** Détails de l'exercice **
Poursuivez le texte sur la solidarité entre créanciers d'une garantie d'actif et de passif en reprenant juste après sa dernière phrase.
#### Texte fourni ####
Cession de droits sociaux : la solidarité entre créanciers d’une garantie d’actif et de passif doit toujours être expressément prévue !

Que l’obligation soit de nature civile ou commerciale, la solidarité entre créanciers dite « active » ne se présume pas, comme le rappelle la Chambre Commerciale de la Cour de Cassation dans son arrêt du 26 septembre 2018.

 

Pour mémoire, la solidarité entre débiteurs (solidarité passive) oblige chacun des débiteurs à toute la dette. Le paiement fait par l’un d’eux libérant tous les autres envers le créancier.

 

Moins souvent évoquée, la solidarité entre créanciers (solidarité active) d’un ou plusieurs mêmes débiteurs permet à chacun des créanciers d’exiger et de recevoir le paiement de la totalité de la créance [1].

 

La décision de la Chambre commerciale du 26 septembre 2018 (n°16-28133) rappelle le principe de non-présomption de la solidarité entre créanciers sur la base des textes antérieurs à la réforme du Code Civil intervenue le 1er octobre 2016, soulevant quelques interrogations sur l’application des nouvelles dispositions légales.

 

Le contexte de l’arrêt était le suivant : une cession de droits sociaux à l’occasion de laquelle les deux associés cédants étaient notamment tenus par une garantie d’actif et de passif.

 

Suite de la violation suspectée de la clause de non-concurrence par les deux associés cédants, deux des trois cessionnaires ont demandé l’exécution de la garantie. Le 3ème cessionnaire est intervenu ultérieurement à l’instance pour demander l’exécution de la garantie, considérant que l’action des deux premiers cessionnaires avait interrompu le délai de forclusion à son profit.

 

La Cour d’Appel de Bordeaux a donné raison au 3ème cessionnaire, considérant qu’il pouvait intervenir en cours d’instance et ce, en s’appuyant non pas sur la solidarité entre les créanciers mais celle des débiteurs [2] !

 

La Chambre Commerciale de la Cour de cassation a cassé l’arrêt d’appel en affirmant qu’« alors que la solidarité active ne se présume pas et que les [deux cessionnaires] agissaient en qualité de créanciers, bénéficiaires de la garantie, la cour d’appel a violé l’article 1197 du Code civil » dans sa rédaction antérieure à la réforme de 2016.

 

La Cour d’Appel avait donc fait une analogie entre les créanciers et les débiteurs ; ces derniers étant présumés solidaires en matière commerciale, selon un principe coutumier érigé et repris à plusieurs occasions par la Cour de Cassation avant la réforme du Code Civil [3]. La solidarité passive est, en quelque sorte, encrée dans la pensée commune (contrairement à la solidarité active).

 

Avant la réforme du Code Civil entrée en vigueur le 1er octobre 2016, la solidarité active devait faire l’objet d’une mention expresse dans l’acte [4]. Le nouveau texte indique désormais comme principe général que la solidarité (active ou passive) ne se présume pas [5] ; Lexique différent mais constat identique : Cela va toujours mieux en l’écrivant !
#### Matériel ####
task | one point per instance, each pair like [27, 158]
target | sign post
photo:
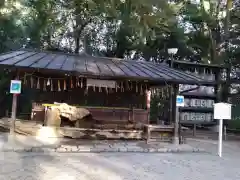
[15, 89]
[179, 103]
[221, 111]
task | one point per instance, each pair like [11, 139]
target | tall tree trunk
[228, 62]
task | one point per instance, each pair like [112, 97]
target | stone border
[81, 149]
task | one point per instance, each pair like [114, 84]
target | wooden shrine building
[113, 90]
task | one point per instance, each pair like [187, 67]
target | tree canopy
[202, 30]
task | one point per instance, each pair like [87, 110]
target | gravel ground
[121, 166]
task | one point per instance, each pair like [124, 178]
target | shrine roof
[99, 67]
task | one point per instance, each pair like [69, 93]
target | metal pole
[13, 116]
[176, 126]
[225, 133]
[171, 95]
[220, 138]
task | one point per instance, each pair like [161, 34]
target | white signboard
[15, 87]
[101, 83]
[180, 101]
[222, 111]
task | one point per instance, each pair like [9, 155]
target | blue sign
[15, 87]
[180, 101]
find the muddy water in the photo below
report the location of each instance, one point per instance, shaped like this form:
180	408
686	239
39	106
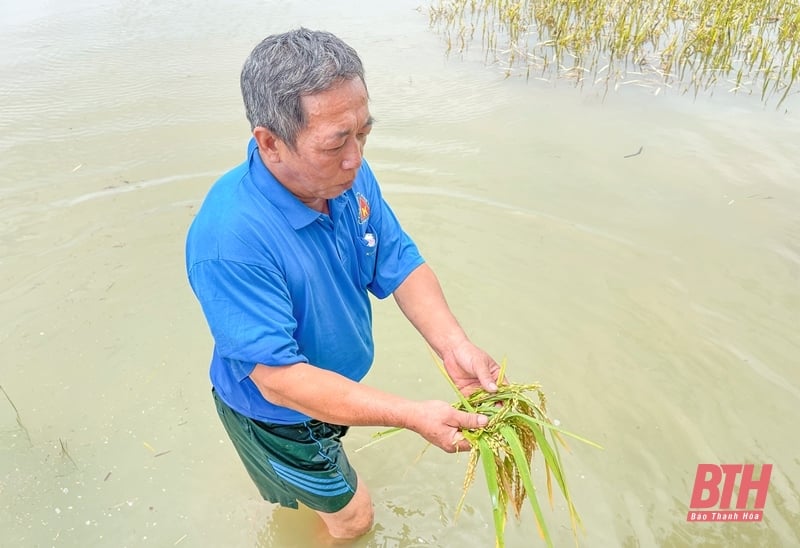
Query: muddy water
656	296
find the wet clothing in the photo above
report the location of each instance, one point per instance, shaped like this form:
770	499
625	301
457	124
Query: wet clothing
281	283
293	463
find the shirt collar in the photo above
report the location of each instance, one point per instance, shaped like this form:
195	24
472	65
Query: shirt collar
296	212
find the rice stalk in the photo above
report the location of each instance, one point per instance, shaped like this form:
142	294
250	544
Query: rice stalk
518	426
693	44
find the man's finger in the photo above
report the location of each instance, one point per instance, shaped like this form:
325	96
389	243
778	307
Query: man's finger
472	421
486	378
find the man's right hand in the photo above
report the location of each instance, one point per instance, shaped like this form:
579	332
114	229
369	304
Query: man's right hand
441	424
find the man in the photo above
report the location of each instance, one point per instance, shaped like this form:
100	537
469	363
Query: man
282	256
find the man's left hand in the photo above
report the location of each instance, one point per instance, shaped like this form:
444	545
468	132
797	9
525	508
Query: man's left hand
471	368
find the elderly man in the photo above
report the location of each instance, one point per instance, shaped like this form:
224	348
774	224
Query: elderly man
282	257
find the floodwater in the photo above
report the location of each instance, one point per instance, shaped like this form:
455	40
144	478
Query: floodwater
656	297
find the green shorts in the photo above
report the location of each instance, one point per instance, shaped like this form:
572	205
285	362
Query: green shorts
291	463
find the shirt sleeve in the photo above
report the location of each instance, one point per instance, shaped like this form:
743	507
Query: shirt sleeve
249	312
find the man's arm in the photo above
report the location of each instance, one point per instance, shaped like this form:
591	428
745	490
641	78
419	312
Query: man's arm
330	397
421	299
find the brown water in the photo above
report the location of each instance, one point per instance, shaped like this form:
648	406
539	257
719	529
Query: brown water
656	297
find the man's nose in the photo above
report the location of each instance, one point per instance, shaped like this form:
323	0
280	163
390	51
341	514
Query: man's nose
352	157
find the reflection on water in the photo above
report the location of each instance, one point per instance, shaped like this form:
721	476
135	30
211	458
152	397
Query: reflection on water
655	296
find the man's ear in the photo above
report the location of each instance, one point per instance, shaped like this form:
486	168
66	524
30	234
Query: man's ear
267	144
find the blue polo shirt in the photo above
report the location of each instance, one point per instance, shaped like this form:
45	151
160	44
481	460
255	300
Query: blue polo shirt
280	283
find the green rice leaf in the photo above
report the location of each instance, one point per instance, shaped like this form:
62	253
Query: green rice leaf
498	508
517	451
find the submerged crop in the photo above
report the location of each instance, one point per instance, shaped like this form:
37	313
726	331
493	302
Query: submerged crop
747	45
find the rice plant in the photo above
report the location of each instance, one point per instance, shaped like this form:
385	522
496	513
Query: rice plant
505	447
518	426
747	45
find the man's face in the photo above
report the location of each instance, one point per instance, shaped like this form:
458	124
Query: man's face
329	149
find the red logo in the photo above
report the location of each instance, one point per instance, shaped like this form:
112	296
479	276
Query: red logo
713	492
363	208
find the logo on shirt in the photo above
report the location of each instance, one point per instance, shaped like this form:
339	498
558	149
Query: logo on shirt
363	208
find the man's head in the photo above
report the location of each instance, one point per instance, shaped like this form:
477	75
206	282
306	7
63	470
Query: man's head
286	67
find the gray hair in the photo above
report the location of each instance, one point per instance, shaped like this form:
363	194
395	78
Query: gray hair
285	67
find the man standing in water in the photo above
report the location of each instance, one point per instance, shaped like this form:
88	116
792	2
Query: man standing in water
282	256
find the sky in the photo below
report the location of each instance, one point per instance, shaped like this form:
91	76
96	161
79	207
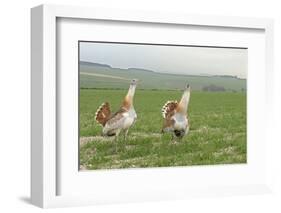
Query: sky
168	59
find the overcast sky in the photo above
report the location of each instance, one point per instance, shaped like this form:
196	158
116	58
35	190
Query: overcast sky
168	59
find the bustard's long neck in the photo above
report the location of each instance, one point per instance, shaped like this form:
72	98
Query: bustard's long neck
183	104
129	98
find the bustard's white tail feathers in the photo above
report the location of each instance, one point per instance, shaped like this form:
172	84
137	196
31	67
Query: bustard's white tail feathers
103	114
169	108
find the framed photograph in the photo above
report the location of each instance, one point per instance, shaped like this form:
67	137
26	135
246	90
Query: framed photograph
129	106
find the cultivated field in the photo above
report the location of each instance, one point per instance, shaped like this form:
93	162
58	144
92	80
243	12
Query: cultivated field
217	135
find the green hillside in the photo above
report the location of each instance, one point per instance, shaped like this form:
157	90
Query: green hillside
103	76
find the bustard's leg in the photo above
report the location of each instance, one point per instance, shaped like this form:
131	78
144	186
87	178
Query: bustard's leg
125	134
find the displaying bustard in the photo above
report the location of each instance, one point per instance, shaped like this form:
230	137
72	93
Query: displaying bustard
175	115
123	119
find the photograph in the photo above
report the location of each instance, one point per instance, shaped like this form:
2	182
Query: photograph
161	105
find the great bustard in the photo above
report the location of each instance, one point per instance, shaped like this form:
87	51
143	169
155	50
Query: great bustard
123	119
175	115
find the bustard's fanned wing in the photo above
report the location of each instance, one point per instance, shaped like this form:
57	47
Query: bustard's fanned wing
103	114
169	109
116	121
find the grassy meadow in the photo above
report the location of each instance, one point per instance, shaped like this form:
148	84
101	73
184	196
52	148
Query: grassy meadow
217	134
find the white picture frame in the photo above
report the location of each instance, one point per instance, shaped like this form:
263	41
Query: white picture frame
45	169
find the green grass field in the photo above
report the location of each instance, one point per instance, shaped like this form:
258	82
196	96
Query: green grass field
217	135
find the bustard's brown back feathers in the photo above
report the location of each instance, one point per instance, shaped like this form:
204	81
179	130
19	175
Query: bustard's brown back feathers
169	108
103	114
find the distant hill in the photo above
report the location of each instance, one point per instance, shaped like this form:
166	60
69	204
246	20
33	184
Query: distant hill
95	75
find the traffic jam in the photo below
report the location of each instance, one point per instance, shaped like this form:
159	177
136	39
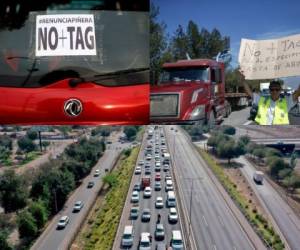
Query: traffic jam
153	221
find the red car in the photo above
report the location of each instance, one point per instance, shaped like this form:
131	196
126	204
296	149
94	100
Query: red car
157	177
87	67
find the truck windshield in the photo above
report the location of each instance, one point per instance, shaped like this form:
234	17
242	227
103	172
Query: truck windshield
44	42
186	74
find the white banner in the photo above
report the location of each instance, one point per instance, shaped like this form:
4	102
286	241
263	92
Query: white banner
65	35
267	59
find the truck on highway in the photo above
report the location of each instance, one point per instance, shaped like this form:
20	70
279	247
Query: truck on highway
258	177
145	182
191	91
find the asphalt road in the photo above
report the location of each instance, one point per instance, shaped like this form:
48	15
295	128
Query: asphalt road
53	239
138	225
284	216
213	224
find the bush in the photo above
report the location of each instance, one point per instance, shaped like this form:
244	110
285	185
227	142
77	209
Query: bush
27	225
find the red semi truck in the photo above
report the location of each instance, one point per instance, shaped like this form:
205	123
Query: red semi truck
190	92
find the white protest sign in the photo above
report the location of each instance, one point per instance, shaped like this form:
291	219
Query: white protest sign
65	35
264	59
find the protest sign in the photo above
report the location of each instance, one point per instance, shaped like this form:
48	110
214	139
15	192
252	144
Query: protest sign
267	59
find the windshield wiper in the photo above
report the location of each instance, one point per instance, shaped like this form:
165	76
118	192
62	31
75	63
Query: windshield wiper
118	78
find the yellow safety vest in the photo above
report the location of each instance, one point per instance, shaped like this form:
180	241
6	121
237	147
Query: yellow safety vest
280	113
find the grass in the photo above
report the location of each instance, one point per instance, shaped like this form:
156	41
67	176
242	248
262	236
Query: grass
30	157
105	225
260	224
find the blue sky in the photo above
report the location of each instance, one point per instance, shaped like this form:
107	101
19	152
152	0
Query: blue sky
252	19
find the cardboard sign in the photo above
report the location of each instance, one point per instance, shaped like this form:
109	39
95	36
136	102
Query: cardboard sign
267	59
65	35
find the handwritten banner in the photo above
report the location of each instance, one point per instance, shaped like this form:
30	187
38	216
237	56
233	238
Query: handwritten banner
267	59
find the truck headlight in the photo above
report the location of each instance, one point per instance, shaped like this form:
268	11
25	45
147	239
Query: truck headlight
198	112
195	95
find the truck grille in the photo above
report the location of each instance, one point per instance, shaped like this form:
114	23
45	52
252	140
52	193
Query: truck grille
164	105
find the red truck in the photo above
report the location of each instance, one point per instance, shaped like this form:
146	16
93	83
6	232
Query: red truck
190	92
145	182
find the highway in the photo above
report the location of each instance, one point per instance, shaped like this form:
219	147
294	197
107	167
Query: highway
284	216
51	238
138	225
213	224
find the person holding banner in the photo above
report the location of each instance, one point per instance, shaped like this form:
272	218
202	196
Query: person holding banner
273	109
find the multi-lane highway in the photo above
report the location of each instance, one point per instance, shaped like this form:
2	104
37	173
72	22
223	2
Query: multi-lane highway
213	224
287	221
53	239
138	226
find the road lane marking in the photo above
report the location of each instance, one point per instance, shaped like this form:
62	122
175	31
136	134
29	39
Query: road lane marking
204	220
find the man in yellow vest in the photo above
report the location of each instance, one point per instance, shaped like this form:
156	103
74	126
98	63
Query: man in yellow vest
273	109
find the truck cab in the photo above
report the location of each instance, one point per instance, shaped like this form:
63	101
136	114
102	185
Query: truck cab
189	91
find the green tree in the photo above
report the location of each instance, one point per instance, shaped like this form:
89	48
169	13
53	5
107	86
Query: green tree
4	245
32	135
39	212
158	44
25	144
13	191
27	225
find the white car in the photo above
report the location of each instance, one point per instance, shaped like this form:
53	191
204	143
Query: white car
135	197
173	216
147	192
63	221
159	202
97	173
77	206
145	241
138	170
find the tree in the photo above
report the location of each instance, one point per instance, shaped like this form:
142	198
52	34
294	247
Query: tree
130	132
27	225
32	135
39	213
13	191
25	144
4	245
158	44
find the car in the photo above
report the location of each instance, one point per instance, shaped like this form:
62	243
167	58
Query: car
138	170
159	202
137	187
145	241
173	216
77	206
168	177
97	173
127	238
176	240
134	212
135	197
157	186
147	171
146	215
90	184
44	82
63	221
147	192
157	177
159	233
166	167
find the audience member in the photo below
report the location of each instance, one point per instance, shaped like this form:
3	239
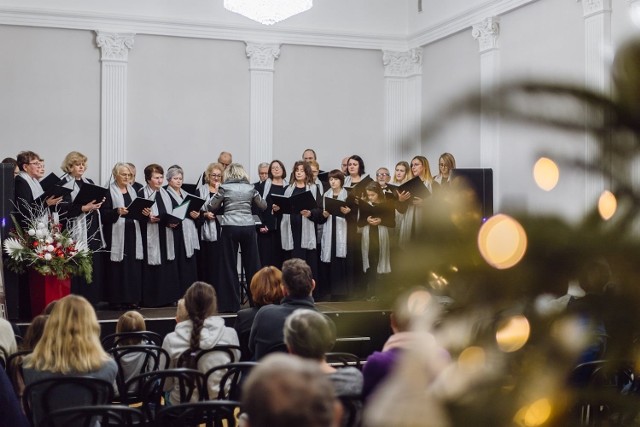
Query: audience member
311	335
287	391
266	332
266	288
70	346
203	330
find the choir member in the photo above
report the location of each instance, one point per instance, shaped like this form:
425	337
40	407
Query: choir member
269	240
210	253
185	234
85	223
124	241
160	282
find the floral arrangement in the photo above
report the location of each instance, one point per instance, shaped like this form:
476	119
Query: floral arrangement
48	249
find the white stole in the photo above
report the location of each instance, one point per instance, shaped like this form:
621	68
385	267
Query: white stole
189	231
341	232
308	240
117	230
384	264
153	229
208	232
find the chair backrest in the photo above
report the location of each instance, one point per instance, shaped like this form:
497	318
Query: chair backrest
44	396
216	413
229	379
343	359
143	337
88	416
151	386
133	360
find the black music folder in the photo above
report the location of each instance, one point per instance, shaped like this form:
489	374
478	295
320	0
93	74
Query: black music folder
333	206
136	207
195	202
295	204
90	192
416	187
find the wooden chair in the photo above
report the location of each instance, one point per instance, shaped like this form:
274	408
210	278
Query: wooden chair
133	360
152	385
58	392
230	384
343	360
213	413
143	337
88	416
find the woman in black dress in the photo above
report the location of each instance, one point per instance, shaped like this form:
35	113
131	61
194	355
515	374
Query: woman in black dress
85	224
124	242
185	235
160	283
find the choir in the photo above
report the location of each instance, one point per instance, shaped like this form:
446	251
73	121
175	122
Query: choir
152	240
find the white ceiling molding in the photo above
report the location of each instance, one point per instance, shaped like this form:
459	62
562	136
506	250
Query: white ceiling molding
53	18
464	20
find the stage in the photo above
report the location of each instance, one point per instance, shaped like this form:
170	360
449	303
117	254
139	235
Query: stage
362	326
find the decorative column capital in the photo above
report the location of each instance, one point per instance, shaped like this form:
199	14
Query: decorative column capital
262	56
402	64
114	46
594	7
487	32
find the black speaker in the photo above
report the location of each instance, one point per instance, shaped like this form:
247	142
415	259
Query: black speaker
481	181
####
** Réponse attendue **
Toutefois, nous pouvons nous interroger sur la position à venir de la Cour de Cassation quant à l’application de la nouvelle lettre du Code au regard du principe coutumier pour la solidarité passive [6] ?

 

En tout cas, pour les créanciers d’une garantie d’actif et de passif, l’enjeu est souvent considérable. Car même s’ils n’ont aucun lien juridique ou familial, ils ont des intérêts communs dans l’exécution de la garantie d’actif et de passif qu’ils ont conclu. Ils ne doivent pas oublier que la solidarité est un avantage pour eux, ou à tout le moins, pour le créancier manquant de réactivité !

 

Une piqûre de rappel ne nous semblait pas inutile et il convient toujours, outre la solidarité passive régulièrement visée et négociée dans les contrats de garantie d’actif et de passif, de s’assurer de la volonté des cessionnaires de prévoir (ou non) l’existence d’une solidarité active entre eux. A défaut, le cessionnaire peu réactif et forclos sera logiquement exclu du bénéfice de l’action en garantie contractuelle initiée par un autre cessionnaire plus diligent.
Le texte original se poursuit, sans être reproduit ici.